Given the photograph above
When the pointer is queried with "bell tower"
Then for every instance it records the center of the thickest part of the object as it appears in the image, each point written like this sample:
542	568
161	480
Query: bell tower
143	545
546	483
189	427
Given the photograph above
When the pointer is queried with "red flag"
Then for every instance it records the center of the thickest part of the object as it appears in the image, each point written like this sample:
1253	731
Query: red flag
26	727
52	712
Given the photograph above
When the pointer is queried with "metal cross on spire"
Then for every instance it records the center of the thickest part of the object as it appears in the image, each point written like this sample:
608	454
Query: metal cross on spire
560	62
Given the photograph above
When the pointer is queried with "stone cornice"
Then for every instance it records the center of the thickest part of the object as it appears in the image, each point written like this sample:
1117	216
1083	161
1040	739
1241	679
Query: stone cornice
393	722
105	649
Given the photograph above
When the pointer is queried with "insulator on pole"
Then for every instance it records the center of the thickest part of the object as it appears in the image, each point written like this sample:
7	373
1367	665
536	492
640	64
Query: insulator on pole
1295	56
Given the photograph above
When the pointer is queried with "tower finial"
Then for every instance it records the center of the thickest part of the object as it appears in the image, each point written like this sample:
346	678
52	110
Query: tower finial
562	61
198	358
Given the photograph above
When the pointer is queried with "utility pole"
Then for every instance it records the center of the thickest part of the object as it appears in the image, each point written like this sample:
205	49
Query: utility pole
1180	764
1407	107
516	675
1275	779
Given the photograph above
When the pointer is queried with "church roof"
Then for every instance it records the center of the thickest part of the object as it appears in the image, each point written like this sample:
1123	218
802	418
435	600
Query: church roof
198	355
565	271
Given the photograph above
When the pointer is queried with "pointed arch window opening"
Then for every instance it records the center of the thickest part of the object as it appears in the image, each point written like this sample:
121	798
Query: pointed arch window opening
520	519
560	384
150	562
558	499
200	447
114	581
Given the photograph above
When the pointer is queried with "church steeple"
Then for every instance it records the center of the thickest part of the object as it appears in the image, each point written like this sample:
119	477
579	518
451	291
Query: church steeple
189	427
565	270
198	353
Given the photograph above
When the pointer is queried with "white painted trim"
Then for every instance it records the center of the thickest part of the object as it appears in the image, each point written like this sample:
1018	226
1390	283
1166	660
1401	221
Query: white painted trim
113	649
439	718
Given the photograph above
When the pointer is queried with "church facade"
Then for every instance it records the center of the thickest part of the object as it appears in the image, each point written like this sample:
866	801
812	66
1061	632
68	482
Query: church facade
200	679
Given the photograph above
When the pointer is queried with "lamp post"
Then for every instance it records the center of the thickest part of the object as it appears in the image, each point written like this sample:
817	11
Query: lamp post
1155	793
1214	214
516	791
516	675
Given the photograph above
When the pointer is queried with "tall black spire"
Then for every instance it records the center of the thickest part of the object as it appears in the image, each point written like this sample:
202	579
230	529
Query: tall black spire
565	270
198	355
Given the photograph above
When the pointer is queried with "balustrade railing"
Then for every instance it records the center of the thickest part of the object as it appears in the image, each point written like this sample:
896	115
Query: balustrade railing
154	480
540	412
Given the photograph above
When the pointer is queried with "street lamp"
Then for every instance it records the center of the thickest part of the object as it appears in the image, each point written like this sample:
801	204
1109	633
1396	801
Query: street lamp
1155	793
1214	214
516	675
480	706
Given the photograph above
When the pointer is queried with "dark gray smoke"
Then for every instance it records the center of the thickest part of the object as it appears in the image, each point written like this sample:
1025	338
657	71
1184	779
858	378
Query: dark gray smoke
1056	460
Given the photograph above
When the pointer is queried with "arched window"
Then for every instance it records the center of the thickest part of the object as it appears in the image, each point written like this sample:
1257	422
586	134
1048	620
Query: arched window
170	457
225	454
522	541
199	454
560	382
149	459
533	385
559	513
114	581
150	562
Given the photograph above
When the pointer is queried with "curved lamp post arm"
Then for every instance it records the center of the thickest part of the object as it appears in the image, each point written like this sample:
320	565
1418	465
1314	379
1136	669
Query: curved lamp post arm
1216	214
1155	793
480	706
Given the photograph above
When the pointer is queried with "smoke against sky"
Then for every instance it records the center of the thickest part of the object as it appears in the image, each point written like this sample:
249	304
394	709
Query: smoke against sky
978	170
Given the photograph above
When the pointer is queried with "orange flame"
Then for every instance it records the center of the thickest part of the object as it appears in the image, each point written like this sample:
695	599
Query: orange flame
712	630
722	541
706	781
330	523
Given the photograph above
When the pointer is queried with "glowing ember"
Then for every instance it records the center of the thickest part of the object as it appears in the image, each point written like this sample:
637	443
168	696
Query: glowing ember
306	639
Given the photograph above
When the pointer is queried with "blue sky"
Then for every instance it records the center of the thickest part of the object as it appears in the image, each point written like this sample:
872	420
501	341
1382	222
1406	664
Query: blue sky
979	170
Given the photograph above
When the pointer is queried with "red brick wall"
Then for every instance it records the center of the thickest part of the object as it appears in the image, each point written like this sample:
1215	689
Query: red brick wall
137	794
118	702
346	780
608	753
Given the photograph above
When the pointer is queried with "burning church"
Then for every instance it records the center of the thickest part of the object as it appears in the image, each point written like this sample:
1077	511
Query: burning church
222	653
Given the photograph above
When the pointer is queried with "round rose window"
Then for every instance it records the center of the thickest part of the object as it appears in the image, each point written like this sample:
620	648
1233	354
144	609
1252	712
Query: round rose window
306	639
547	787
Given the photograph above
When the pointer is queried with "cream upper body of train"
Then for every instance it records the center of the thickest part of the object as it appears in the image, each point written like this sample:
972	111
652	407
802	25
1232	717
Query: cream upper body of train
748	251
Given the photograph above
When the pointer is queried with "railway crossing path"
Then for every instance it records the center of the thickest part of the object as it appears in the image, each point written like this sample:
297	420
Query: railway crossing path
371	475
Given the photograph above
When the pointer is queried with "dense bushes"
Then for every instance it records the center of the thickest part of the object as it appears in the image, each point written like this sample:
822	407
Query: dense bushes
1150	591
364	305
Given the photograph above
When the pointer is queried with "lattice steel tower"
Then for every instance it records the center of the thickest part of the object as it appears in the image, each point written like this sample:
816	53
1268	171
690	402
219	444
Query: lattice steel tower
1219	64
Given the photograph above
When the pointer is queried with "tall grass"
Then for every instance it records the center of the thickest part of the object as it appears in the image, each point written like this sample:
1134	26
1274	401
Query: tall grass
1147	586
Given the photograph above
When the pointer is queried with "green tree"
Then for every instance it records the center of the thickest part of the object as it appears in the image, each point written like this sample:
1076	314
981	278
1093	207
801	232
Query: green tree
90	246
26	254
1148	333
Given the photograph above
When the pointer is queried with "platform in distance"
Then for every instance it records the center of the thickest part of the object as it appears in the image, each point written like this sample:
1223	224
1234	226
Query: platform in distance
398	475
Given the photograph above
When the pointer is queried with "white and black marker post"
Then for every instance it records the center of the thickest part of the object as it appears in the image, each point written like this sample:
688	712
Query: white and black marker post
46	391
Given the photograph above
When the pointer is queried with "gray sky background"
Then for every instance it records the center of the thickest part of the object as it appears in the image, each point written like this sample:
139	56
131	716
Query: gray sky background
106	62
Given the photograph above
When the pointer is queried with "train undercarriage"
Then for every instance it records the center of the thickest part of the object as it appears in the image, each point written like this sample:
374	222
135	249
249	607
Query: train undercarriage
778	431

- - - - - - -

For this exercise, transcribe all the records exactly.

Given the photograph above
When the pointer is queried with "bell tower"
Then for every instance it records the center of the thickest part of the object as it appears in the image, each point written like this sample:
542	568
161	480
Query: bell tower
143	545
546	483
189	427
Given the photograph above
When the pointer is queried with "red flag"
Then for every instance it records the center of the thickest part of the object as it appears in the image, each point written like this sample:
1253	731
Query: red flag
26	727
52	712
Given the photograph above
When the pointer is queried with "metal cross on spire"
Then for every instance it records the center of the thickest part of the object as it appears in the image, each point written like this sample:
608	454
Query: metal cross on spire
560	62
Given the photograph above
When the pointer is queried with "stone cornice"
Then for every instance it records the center of the thickest part of the object as it appears in the image, each point written like this sample:
1117	216
1083	161
1040	739
1241	679
Query: stone cornice
393	722
105	649
Given the photograph above
When the pointer is queried with "insulator on pole"
Then for every instance it records the center of the thickest part of the object as it appears in the image, each point written like this sample:
7	373
1367	665
536	492
640	64
Query: insulator on pole
1295	56
Given the photograph above
When the pointer is queried with "tower finial"
Then for every instance it records the center of the thickest part of the object as it appears in the image, each point written like this sample:
346	678
52	110
Query: tower finial
562	61
198	358
Given the photograph above
When the pointer is queried with "utility pole"
Then for every instance it records the center of the thickest part of the object as it appears in the image, each point written like this sample:
205	49
Query: utility pole
1180	764
1407	107
516	675
1275	779
Given the photograph above
When the pointer is queried with "church roof"
Then for every instance it records the center of the thickest part of the object as it appears in the image, each point written like this sample:
1123	218
802	418
435	600
Query: church roof
198	355
565	271
Given the photograph above
When the pointer is queried with "pointed arch window opening"
Then for every instance it records the center of the thickest part of the object as it appears in the image, each point written like this sample:
121	798
Query: pointed arch window opening
520	519
560	384
150	562
558	499
200	447
114	581
Given the photograph above
When the pointer is queried with "church steeple"
Then for every instance it records the center of the thickest part of the object as it appears in the image, each point written like this sample:
119	477
579	518
451	291
Query: church steeple
189	427
565	270
198	353
Given the photograph above
When the pointer is queried with "white painted trim"
Then for every instance it records the center of the thickest part of the object as it appears in the image, each point written like this sample:
1018	226
1390	283
1166	660
1401	221
Query: white painted trim
113	649
439	718
Given the photograph above
When the pointer is queried with "church facade"
Then for every instance it records the center of the thickest part of the object as it appears in the image, each point written like this sample:
866	801
812	66
1061	632
68	482
Query: church facade
200	679
Given the photograph above
When the pointer is queried with "lamp post"
Then for every instance it records the center of the thickest part of the object as it appears in the image, each point written like this sample:
817	11
Query: lamp post
1155	793
1214	214
516	791
516	675
Given the photograph above
When the pointer is queried with "tall black spire"
Then for every instance it records the center of the thickest part of the object as it appears in the image, each point written like this sample:
202	579
230	529
Query: tall black spire
565	270
198	355
Given the photograph above
When the pointer is queried with "balustrade railing"
Then for every instance it records the center of the thickest part of the object as it appears in the image, each point written like this sample:
896	115
Query: balustrade railing
154	480
540	412
Given the photograph above
When the pointer is queried with "street lamp"
Then for every instance it records the center of the thickest part of the object as it appears in the image, each point written like this sample:
801	204
1109	633
1396	801
Query: street lamp
1155	793
1214	214
516	675
480	706
Given the photograph above
When the pointer is queried with "dark gray smoke"
Then for every instance it records the center of the thickest part of the object as it appears in the image, each point written like this sample:
1025	338
657	71
1184	779
858	378
Query: dark gray smoke
1056	460
Given the photograph above
When the pointer is queried with "arched window"
Then for every instance it records the center of the thickest part of the object as it appears in the image, each point written like this sample:
1257	422
586	134
1048	620
Query: arched window
170	457
225	454
522	541
199	454
560	382
149	459
533	385
559	513
114	581
150	562
Given the photograph above
When the pointer is queried with "curved lamp post arm"
Then for every instance it records the center of the thickest part of the object as it appears in the image, each point written like this sample:
320	565
1418	465
1314	379
1136	669
Query: curved lamp post arm
1216	214
1155	793
480	706
Given the photograph above
When the pointer is queried with "smoke against sky"
Then for every instance it records the center of the thickest part of the object as it appears in the image, each point written like this sample:
249	304
394	709
Query: smoke against sky
978	170
Given the photograph above
When the pointer is queried with "orange flame"
Then for every instance it records the center of the thickest part of the object as it appears in the image, each point written like this sample:
695	599
Query: orange flame
712	630
722	541
706	781
330	523
Given the photograph above
When the pointer is queried with "glowing ember"
Then for every instance it records the center of the thickest part of the object as it appears in the image, each point written like this sample:
637	443
168	696
Query: glowing ember
306	639
Given the photograph above
When the pointer is queried with "blue sky"
Then for every instance it records the center of the thickest part of the object as it appears in the image, each point written like this sample:
872	420
501	341
1382	222
1406	664
Query: blue sky
979	170
Given the photograph above
When the pointer is queried with "red brick wall"
Then for every instance it records the center of the thickest part of the object as it appears in the image, each point written like this sample:
1215	689
Query: red brick wall
137	794
118	702
346	780
608	753
Given the photograph above
When the pointer is queried with "burning church"
Then for every instance it records the center of the thickest part of the object as it appears in the image, each point written like this sample:
1077	511
Query: burning church
222	653
Given the photograph above
When the pointer is queried with "round rose window"
Then for every instance it records the center of the thickest part of the object as it appears in the image, each point written like this sample:
620	648
1233	354
144	609
1252	712
Query: round rose window
306	639
547	787
Given the photograph above
When the pointer is queried with "cream upper body of train"
Then for every instance it records the center of the thickest part of the object as it appears in the image, each point written like this sample:
972	111
652	407
802	25
1232	717
Query: cream upper body of train
748	251
Given the photograph above
When the pointer is queried with "railway crossing path"
Then for every instance it records the center of the thickest part of the object as it appears in the image, each point written like this sample:
297	420
Query: railway crossing path
371	475
Given the photograph above
When the pointer is queried with "dense bushes"
Then for every instance it records the center of the thickest part of the object as it appears in the image, each point written like this sample:
822	407
Query: dense bushes
1150	591
364	305
Given the photograph above
When the pointer is queried with "lattice steel tower"
Then for every instance it records the center of the thickest part of the object as it appears in the image, each point written like this sample:
816	53
1268	171
690	402
219	444
Query: lattice steel tower
1219	64
Given the photograph above
When the pointer is queried with "tall grass"
Then for every instance it records the center of the thickest part of the object as it appears in the image, each point written like this sample:
1134	26
1274	401
Query: tall grass
1147	586
Given the photograph above
When the pointer is queried with "green tree"
Then for every instance it records the center of the thickest part of the object as it appears in the image, each point written like this sample:
1076	314
981	278
1093	207
801	232
Query: green tree
90	246
26	254
1148	333
Given the photograph above
When the pointer is queried with "platform in distance"
Then for every instance it records the center of the thickest part of the object as it appears in the image, each point written like this sample:
1223	224
1234	226
Query: platform in distance
398	475
Given the photograph above
When the pointer is queried with "white and black marker post"
Then for every instance it records the center of the thickest part of the object as it appears in the image, each point written like this sample:
688	712
Query: white and black marker post
46	391
Given the photograph above
When the pointer is queried with "gray sky background"
Then for every instance it records the center of the thickest part of the object as it appears in the image, each point written like this sample:
139	56
131	716
Query: gray sky background
106	62
Given the photograph above
When the pointer is queried with "train undercarriage"
Then for every instance it records the center of the thickest part of the object as it appears in the image, each point written like this sample:
374	222
135	249
249	607
Query: train undercarriage
778	431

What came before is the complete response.